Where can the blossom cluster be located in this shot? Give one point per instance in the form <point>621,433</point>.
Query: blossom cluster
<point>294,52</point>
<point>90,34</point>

────────

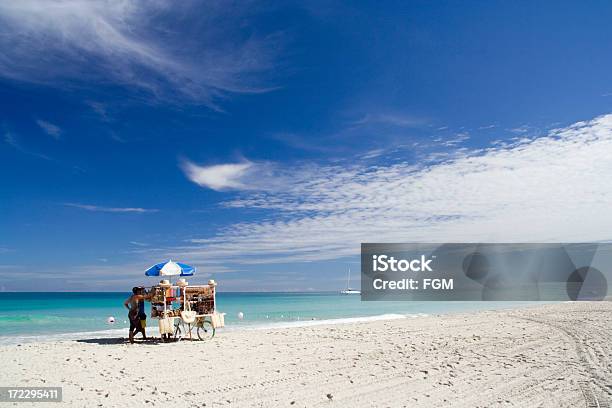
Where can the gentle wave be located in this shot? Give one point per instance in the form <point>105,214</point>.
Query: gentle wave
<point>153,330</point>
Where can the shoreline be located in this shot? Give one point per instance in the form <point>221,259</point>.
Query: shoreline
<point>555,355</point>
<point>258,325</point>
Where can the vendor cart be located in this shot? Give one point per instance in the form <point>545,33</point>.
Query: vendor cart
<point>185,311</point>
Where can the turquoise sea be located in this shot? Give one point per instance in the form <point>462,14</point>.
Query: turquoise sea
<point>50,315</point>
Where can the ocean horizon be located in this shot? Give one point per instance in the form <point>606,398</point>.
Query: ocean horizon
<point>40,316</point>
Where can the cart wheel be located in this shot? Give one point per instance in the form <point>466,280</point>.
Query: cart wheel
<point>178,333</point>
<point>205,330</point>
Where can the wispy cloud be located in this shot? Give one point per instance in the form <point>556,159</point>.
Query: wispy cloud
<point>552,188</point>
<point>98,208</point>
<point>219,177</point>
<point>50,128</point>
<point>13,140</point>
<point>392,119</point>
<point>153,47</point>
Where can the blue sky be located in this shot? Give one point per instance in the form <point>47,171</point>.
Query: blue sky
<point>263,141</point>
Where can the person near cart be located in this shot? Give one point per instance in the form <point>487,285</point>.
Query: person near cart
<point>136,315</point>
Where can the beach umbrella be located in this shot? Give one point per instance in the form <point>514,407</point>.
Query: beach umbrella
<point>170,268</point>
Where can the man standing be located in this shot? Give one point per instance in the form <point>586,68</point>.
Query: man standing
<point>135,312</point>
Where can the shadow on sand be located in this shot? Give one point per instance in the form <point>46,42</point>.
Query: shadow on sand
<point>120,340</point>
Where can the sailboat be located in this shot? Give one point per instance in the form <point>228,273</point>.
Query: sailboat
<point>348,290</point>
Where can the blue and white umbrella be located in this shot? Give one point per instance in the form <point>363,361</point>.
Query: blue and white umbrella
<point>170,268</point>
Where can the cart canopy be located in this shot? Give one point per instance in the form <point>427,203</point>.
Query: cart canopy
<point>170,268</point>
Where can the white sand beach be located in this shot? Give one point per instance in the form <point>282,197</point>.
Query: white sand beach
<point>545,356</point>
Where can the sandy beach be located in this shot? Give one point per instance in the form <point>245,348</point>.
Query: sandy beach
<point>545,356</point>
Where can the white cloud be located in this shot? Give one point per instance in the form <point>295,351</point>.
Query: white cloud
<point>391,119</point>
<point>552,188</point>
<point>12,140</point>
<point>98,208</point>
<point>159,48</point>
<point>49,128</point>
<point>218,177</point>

────────

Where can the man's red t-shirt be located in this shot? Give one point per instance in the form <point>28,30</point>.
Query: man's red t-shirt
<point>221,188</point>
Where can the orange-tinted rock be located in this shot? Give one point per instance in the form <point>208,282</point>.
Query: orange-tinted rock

────────

● Your instructions: Rewrite the stretch from the line containing "Where can the man's" through the line containing "Query: orange-tinted rock", changing "red t-shirt" to "green t-shirt" and keeping everything else the same. Give only those lines.

● Exercise answer:
Where can the man's green t-shirt be located in this shot? Give one point per instance in the form <point>28,30</point>.
Query: man's green t-shirt
<point>221,188</point>
Where can the orange-tinted rock be located in this shot? Give one point per instance in the form <point>208,282</point>.
Query: orange-tinted rock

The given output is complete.